## Begin RECORDS PROVIDED

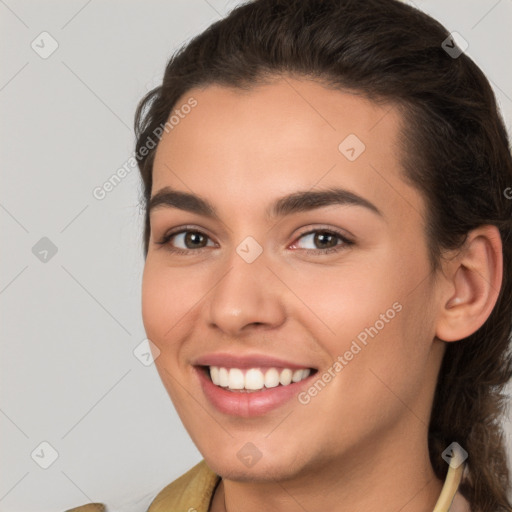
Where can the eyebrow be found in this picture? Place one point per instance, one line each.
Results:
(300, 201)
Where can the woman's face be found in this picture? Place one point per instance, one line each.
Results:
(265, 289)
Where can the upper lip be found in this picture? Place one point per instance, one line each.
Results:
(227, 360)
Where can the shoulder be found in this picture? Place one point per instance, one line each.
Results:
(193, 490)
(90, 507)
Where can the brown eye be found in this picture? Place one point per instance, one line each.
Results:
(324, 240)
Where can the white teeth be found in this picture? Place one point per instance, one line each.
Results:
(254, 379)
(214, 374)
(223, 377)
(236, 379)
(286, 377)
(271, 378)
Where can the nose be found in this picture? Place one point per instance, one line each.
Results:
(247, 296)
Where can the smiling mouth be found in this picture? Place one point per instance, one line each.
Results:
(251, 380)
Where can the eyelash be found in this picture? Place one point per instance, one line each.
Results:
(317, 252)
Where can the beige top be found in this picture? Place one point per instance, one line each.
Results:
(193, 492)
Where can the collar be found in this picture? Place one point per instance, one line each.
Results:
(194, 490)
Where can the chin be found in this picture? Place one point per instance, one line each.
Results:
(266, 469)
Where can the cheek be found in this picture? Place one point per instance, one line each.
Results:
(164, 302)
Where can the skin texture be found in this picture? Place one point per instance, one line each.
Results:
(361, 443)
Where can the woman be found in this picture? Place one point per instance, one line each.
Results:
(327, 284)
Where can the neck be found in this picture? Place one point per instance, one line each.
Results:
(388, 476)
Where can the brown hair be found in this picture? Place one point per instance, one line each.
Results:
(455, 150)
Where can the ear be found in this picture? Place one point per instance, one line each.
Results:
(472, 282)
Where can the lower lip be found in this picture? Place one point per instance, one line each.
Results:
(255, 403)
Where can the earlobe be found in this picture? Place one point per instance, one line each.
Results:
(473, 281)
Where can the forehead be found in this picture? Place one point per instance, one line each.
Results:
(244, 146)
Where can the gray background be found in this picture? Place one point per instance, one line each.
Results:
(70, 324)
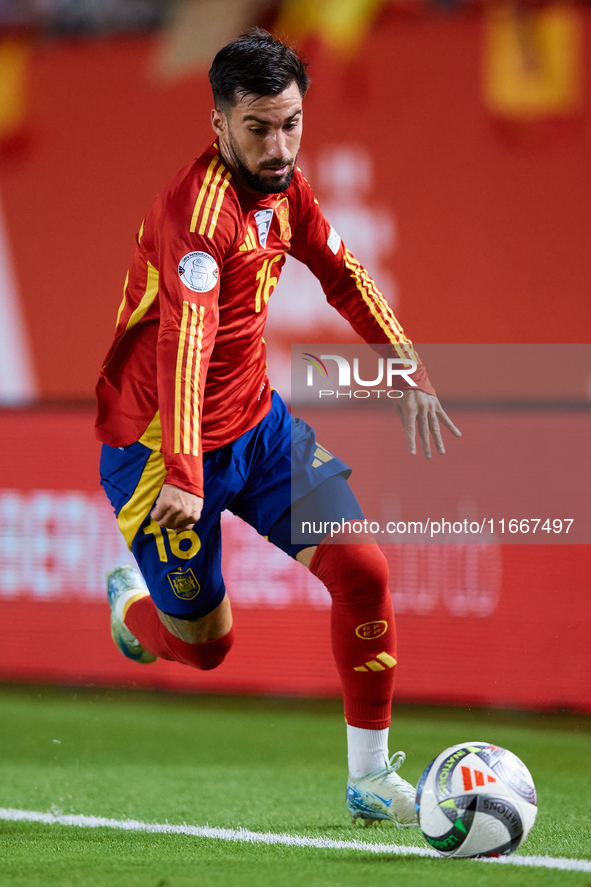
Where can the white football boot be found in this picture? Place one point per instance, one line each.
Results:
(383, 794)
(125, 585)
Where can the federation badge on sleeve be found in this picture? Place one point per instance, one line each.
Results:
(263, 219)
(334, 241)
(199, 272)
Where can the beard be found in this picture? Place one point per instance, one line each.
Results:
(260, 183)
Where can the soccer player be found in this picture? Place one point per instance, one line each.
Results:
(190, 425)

## End RECORDS PROVIDED

- _EXERCISE TASK_
Retype the line containing "Where can the lower" and all lines after it through the end of the material, exactly and only those, leaving out pictures.

- _THE COMPLETED TASK_
Where can the lower lip be found in this picture? Place one point per instance, one line each.
Results:
(255, 403)
Where can the earlobe be found in this picture? Place one point per instance, one line each.
Results:
(473, 281)
Where can the forehead be found in this picture? Place one point per instance, one line each.
Results:
(244, 146)
Where can the gray background be found in this picture? Place one point per instance, one line each.
Results:
(70, 324)
Where can the white football boot be found in this picture? Place one point per instance, one line each.
Results:
(383, 794)
(125, 585)
Where can the federation badge on sleeve be found in this picture? Place one point per instance, one line each.
Results:
(263, 219)
(334, 241)
(199, 272)
Where can the beard be found in this picture? Place one point per instance, one line each.
Results:
(260, 183)
Where can the soccer player be found in this picture? Place one point per instance, one line each.
Results:
(190, 425)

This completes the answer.